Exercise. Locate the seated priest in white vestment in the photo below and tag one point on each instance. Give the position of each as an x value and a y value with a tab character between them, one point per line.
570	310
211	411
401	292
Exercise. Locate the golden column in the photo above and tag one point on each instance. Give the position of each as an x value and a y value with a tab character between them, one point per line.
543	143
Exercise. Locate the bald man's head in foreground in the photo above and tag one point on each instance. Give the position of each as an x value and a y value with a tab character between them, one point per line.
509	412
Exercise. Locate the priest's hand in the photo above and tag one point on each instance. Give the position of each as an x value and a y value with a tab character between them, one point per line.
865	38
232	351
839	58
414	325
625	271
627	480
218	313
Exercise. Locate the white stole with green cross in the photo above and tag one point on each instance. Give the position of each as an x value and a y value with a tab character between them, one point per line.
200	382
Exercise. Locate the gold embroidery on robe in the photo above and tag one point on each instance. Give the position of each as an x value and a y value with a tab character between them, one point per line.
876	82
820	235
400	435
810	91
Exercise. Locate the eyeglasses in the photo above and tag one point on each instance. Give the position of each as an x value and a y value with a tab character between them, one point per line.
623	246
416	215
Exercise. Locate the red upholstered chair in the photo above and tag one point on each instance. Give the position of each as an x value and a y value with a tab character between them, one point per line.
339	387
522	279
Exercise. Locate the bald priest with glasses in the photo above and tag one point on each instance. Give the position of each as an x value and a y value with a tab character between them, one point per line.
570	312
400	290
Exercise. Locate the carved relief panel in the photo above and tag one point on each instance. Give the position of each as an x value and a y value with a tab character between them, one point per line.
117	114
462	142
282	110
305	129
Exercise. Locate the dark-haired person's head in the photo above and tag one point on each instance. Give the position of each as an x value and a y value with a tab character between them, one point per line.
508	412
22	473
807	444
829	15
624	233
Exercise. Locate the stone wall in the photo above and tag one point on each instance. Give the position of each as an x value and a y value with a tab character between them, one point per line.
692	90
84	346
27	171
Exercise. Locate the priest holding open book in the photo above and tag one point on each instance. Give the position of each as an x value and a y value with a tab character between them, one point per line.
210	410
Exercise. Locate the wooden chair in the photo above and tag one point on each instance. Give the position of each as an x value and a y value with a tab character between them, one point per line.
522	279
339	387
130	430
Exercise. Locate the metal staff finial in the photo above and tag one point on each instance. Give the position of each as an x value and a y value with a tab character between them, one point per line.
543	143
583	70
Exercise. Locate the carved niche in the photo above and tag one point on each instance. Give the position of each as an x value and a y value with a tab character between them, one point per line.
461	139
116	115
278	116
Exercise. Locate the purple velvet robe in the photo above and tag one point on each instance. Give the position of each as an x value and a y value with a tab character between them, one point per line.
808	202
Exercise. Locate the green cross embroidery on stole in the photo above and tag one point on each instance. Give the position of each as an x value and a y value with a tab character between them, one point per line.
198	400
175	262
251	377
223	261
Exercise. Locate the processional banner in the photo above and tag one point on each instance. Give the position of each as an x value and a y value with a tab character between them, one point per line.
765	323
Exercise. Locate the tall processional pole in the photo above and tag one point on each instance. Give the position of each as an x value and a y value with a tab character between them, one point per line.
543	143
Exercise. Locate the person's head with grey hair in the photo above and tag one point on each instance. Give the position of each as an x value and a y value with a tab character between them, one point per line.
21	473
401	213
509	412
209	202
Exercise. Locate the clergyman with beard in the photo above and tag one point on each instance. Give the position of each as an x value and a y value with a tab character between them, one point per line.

◆ **PROBLEM**:
The required result is a verbatim copy of all the entries.

◆ **SOLUTION FOR THIS TASK**:
Exercise. Locate the seated priest in white vestment in the photo below and tag one point on each instance. Give the position of each as an x value and a y value with a tab character between them, one point per line.
570	310
211	411
401	292
Exercise. Locate the golden column in the photo above and tag one point on each instance. Give the position of each as an x value and a y value with a tab character between them, one point per line.
543	143
Exercise. Locate the bald man's head in foreground in the photo above and tag one point on each instance. Give the position of each as an x value and a y value with a tab character between them, one point per line.
509	412
Exercise. Locate the priest's hand in the photo above and tag one point on each instance. Give the position of each as an x value and a y value with a tab character between them, one point per line.
865	38
232	351
839	58
414	325
625	271
627	480
218	313
Exercise. Locate the white stole with green cross in the photo above and tag one point on each instance. Give the position of each as an x value and a y value with a tab character between them, one point per line.
200	382
Exercise. Locate the gold embroidery on robe in the photo above and tag one point on each instance. Give the position of each as an x value and a y value with a tab character between them, one point per line.
876	82
820	235
400	435
810	91
Exercise. Locate the eyeglasses in the photo above and tag one point on each instance. Give the position of each as an x value and a y value with a tab character between them, one point per line.
623	246
416	215
Exercise. Locate the red upholstered chair in the photo above and tag one point on each instance. Give the position of each as an x value and a y value with a tab character between them, one point per line.
339	387
522	279
Exercise. Locate the bald priest with glasses in the photo above and tag one point on each instance. Give the position of each as an x value and a y value with a tab character between them, one point per line.
570	312
400	290
Exercise. Locate the carved relief panel in the photo above and tag one point on each instance. Give the position of each as an x value and a y value with a tab character between them, one point per line.
117	114
462	142
282	110
305	129
Exercise. Locate the dark-haired person's head in the photo above and tag one point on each instance. Give the position of each as an x value and a y value with a tab character between them, one point per line.
508	412
22	473
807	444
829	15
624	233
Exercise. Locate the stone wall in the photo above and tag one point on each instance. Give the position of each as an x value and a y value with a tab character between them, one point per line.
692	90
84	346
27	171
Exercise. Locate the priest holding open book in the photo above and tag one point on each instance. Give the position of each as an x value and a y value with a tab character between them, one point per line.
210	410
Exercise. Locate the wooden chair in the photo above and tag one point on each instance. Give the position of each as an x value and a y value with a tab character between them, one point per line.
522	279
339	387
130	430
Exercise. Locate the metal staff finial in the photo above and tag one point on each instance. Give the position of each as an x value and a y value with a tab character between them, one point per line.
543	143
583	70
Exercise. Locate the carved niche in the photo above and tag one point on each instance. Give the position of each as an x value and a y value with a tab character between them, one point per line.
461	139
116	115
278	116
Exercise. Locate the purple velvet robe in the photo above and tag one point on each instance. Give the position of each as an x value and a y value with a tab character between them, one point per line.
808	202
Exercise. Locate the green cross embroidery on stole in the photo above and tag one point on each instance. Give the position of each as an x value and a y value with a tab character between them, one point per line.
198	400
175	262
251	377
223	261
Exercise. Locate the processional banner in the photo above and tag one point on each instance. Give the position of each as an x value and a y value with a tab character between them, one point per line.
765	323
Exercise. Locate the tall processional pole in the photo above and tag one point on each instance. Give the position of each as an x value and a y value with a tab character between them, one point per line.
543	143
Exercise. Locate the person's head with grey hair in the photo above and tag one point on each instance. Give the position of each as an x value and a y value with a tab character between them, one point per line.
21	473
401	213
509	412
209	202
Exercise. Locate the clergyman with beard in the photo above and tag one point on each instance. Give the position of each as an x value and a y value with a tab character between them, one point per line.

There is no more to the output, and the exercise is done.